Write out the data in full, exactly as shown.

▶ [Data entries]:
*** Block opens ***
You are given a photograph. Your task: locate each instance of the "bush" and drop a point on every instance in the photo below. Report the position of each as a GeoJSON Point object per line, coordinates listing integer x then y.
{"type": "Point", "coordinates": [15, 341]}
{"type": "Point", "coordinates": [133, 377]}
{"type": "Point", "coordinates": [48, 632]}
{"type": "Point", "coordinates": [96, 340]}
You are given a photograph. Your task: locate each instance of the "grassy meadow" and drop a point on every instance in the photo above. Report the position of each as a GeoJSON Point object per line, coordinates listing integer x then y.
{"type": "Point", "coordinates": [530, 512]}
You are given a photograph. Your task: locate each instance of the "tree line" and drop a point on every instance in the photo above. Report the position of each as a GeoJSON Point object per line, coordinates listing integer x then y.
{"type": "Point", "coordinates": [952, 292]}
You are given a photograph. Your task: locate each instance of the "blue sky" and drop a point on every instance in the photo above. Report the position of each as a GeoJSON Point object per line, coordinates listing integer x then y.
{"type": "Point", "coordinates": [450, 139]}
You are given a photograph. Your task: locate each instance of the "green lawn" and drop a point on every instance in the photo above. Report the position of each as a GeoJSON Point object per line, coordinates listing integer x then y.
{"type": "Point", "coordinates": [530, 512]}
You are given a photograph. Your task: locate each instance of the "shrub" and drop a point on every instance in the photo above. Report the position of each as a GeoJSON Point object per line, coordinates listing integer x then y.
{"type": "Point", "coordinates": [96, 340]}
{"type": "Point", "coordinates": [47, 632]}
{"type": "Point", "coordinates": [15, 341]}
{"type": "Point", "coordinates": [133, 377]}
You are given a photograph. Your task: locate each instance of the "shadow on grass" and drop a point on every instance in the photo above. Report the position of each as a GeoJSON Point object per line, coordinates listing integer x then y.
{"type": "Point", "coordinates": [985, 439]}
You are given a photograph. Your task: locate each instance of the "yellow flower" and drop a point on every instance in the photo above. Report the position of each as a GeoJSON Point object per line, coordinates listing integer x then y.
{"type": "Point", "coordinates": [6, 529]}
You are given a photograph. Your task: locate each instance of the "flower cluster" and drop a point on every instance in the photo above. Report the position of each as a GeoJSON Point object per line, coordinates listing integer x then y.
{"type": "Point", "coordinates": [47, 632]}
*** Block closes ***
▶ [PROBLEM SOLUTION]:
You are given a photograph. Your task: locate each instance of the "bush" and drop a point on every instance in the photo below. Report the position of each as a GeoJSON Point object per line, coordinates listing integer x then y.
{"type": "Point", "coordinates": [15, 341]}
{"type": "Point", "coordinates": [133, 377]}
{"type": "Point", "coordinates": [48, 632]}
{"type": "Point", "coordinates": [96, 340]}
You are given a photograph. Your task: locate each instance of the "grassy meadow" and drop a point on every instance in the photo above. Report the position of each as a GeoJSON Point object per line, coordinates listing integer x then y.
{"type": "Point", "coordinates": [530, 512]}
You are given a photograph. Your task: locate each instance of the "tree line" and drop a point on every instance in the photo above. Report the position of each as a GeoJSON Point object per line, coordinates listing integer x then y.
{"type": "Point", "coordinates": [952, 292]}
You are given a photograph. Your task: locate each instance of the "blue sky" and drop a point on every instance in the photo above. Report the position of each as a GeoJSON Point object per line, coordinates listing integer x then y.
{"type": "Point", "coordinates": [450, 139]}
You are given a photograph. Your task: locate each instance of the "green lawn" and drop a point on every instance in the photo above. Report the position of each as a GeoJSON Point object per line, coordinates listing integer x then y.
{"type": "Point", "coordinates": [530, 512]}
You are given a photograph. Your task: locate each instance of the "shrub" and drop a point on every instance in the photo above. Report the position of each as a GeoJSON Point object per line, coordinates listing integer x then y.
{"type": "Point", "coordinates": [96, 340]}
{"type": "Point", "coordinates": [47, 632]}
{"type": "Point", "coordinates": [15, 341]}
{"type": "Point", "coordinates": [133, 377]}
You are given a photograph. Your task: locate each instance of the "shadow on grass" and drop a point on every instance in the photo above. Report the position of each as a GeoJSON Point object per line, coordinates listing integer x then y.
{"type": "Point", "coordinates": [985, 439]}
You are given a photograph. Your task: locate each instance of the "yellow flower" and drop a point on every instance in the photo above. Report the position of each as a GeoJSON Point object per line, coordinates listing integer x then y.
{"type": "Point", "coordinates": [6, 529]}
You are given a photograph. Your task: locate each instance of the "flower cluster" and drop a point on every instance in the photo above. Report the position of each as a GeoJSON Point object per line, coordinates listing integer x then y.
{"type": "Point", "coordinates": [47, 632]}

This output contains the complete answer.